[Start of SELECTED EXTRACT]

Living Your Love
WELCOME TO TODAY'S WORSHIP SERVICE
Nov. 16, 2008
Open your Bible
Light a candle
Let Your Love Flow
From the Bible: Mt. 5
38"You have heard that it was said, 'Eye for eye, and tooth for tooth.'[g] 39But I tell you, Do not resist an evil person. If someone strikes you on the right cheek, turn to him the other also. 40And if someone wants to sue you and take your tunic, let him have your cloak as well. 41If someone forces you to go one mile, go with him two miles. 42Give to the one who asks you, and do not turn away from the one who wants to borrow from you.
43"You have heard that it was said, 'Love your neighbor[h] and hate your enemy.' 44But I tell you: Love your enemies[i] and pray for those who persecute you, 45that you may be sons of your Father in heaven. He causes his sun to rise on the evil and the good, and sends rain on the righteous and the unrighteous. 46If you love those who love you, what reward will you get? Are not even the tax collectors doing that? 47And if you greet only your brothers, what are you doing more than others? Do not even pagans do that? 48Be perfect, therefore, as your heavenly Father is perfect.
God alone, consequently the Lord, is love itself, because he is life itself, and angels and men are recipients of life. DLW 3
Living Your Love
I was greatly influenced in my childhood by my lawyer father. I was taught to stand up and fight for what I believed in. If anyone were ever to sue me, I knew I could take them court for a good fight – if anyone would dare to sue the daughter of a lawyer!
I also went to Baptist Sunday school regularly, but never thought about a connection between the Gospels and the importance of standing up for your beliefs without violence.
But this is not the case for a young law student in England in the late 1800’s. He had been born and raised in India as a Hindu; the Jain school of Hinduism which regards ahimsa, the doctrine of non-injury to any form of life as a basic principle.
While studying law, he read Christian scripture for the first time, and was deeply moved by these words from the Sermon on the Mount:
“You have heard that it was said, Eye for eye and tooth for tooth. But I tell you, do not resist an evil person. If someone strikes you on the right check, turn to him the other also. And if someone wants to sue you, and take your tunic, let him have your cloak as well. If someone forces you to go one mile, go with him two miles. Give to the one who asks you, and do not turn away from the one who wants to borrow from you.” [Mt. 5: 38-42].
For young Gandhi, these words filled him with joy, and helped affirm his interpretation of the Bhagavad Gita that God teaches non-violence through all of the world’s religions. Later in life, he was fond of quoting “an eye for an eye and a tooth for a tooth,” pointing out that such a philosophy leads to a nation of blind, toothless people!
Gandhi was particularly influenced by the Gita quoting Krishna saying “When religion falls into decadence and unbelief prevails, I manifest myself. For the protection of all that is good and the destruction of all that is evil … I must be born and reborn for ever and ever.”

[End of SELECTED EXTRACT]
[Start of EXTRACTED ENTRIES]

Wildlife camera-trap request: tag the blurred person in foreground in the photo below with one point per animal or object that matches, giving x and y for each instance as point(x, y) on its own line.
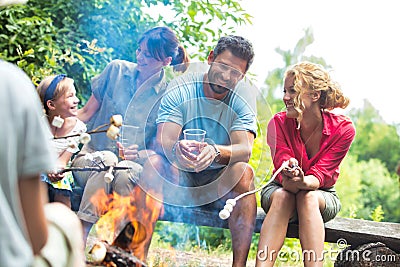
point(212, 171)
point(133, 90)
point(314, 140)
point(32, 232)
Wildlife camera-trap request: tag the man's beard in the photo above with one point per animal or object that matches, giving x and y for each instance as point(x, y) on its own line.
point(218, 89)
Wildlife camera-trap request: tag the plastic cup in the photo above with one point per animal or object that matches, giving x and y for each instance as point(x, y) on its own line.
point(195, 135)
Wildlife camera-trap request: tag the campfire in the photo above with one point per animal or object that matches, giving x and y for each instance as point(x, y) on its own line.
point(117, 239)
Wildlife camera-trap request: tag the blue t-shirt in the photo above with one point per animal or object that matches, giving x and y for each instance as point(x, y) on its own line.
point(185, 104)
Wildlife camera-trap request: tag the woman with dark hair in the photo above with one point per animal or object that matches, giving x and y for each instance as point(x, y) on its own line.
point(313, 140)
point(133, 90)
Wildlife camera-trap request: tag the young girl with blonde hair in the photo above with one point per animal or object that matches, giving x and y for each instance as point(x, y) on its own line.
point(58, 95)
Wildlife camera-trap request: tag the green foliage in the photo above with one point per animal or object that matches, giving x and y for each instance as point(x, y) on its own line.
point(375, 138)
point(377, 214)
point(80, 37)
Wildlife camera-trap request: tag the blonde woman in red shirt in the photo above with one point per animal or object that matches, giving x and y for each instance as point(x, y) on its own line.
point(314, 140)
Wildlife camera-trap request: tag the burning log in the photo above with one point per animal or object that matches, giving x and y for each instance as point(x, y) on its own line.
point(104, 254)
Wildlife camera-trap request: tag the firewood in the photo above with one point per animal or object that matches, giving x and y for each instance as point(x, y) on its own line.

[End of EXTRACTED ENTRIES]

_WHAT YOU NEED TO DO_
(a) Can you copy the worship service text word for word, starting at "But this is" and ending at "[Mt. 5: 38-42]."?
(b) Could you switch "burning log" to "glowing log" in the records, starting at the line that contains "Wildlife camera-trap request: tag the green" and ending at the end of the records, and return only those lines with everything else left the same?

_SOLUTIONS TO THE TASKS_
(a)
But this is not the case for a young law student in England in the late 1800’s. He had been born and raised in India as a Hindu; the Jain school of Hinduism which regards ahimsa, the doctrine of non-injury to any form of life as a basic principle.
While studying law, he read Christian scripture for the first time, and was deeply moved by these words from the Sermon on the Mount:
“You have heard that it was said, Eye for eye and tooth for tooth. But I tell you, do not resist an evil person. If someone strikes you on the right check, turn to him the other also. And if someone wants to sue you, and take your tunic, let him have your cloak as well. If someone forces you to go one mile, go with him two miles. Give to the one who asks you, and do not turn away from the one who wants to borrow from you.” [Mt. 5: 38-42].

(b)
Wildlife camera-trap request: tag the green foliage in the photo above with one point per animal or object that matches, giving x and y for each instance as point(x, y) on its own line.
point(375, 138)
point(377, 214)
point(80, 37)
Wildlife camera-trap request: tag the blonde woman in red shirt in the photo above with one point per animal or object that matches, giving x and y for each instance as point(x, y) on its own line.
point(314, 140)
Wildlife camera-trap request: tag the glowing log in the photo above with one point per animal or object that matches, giving x and y for each instance as point(x, y) on its own line.
point(104, 254)
Wildlife camera-trap request: tag the firewood in the photo above with one point per animal or object that matches, giving x and y for each instance as point(x, y) on its own line.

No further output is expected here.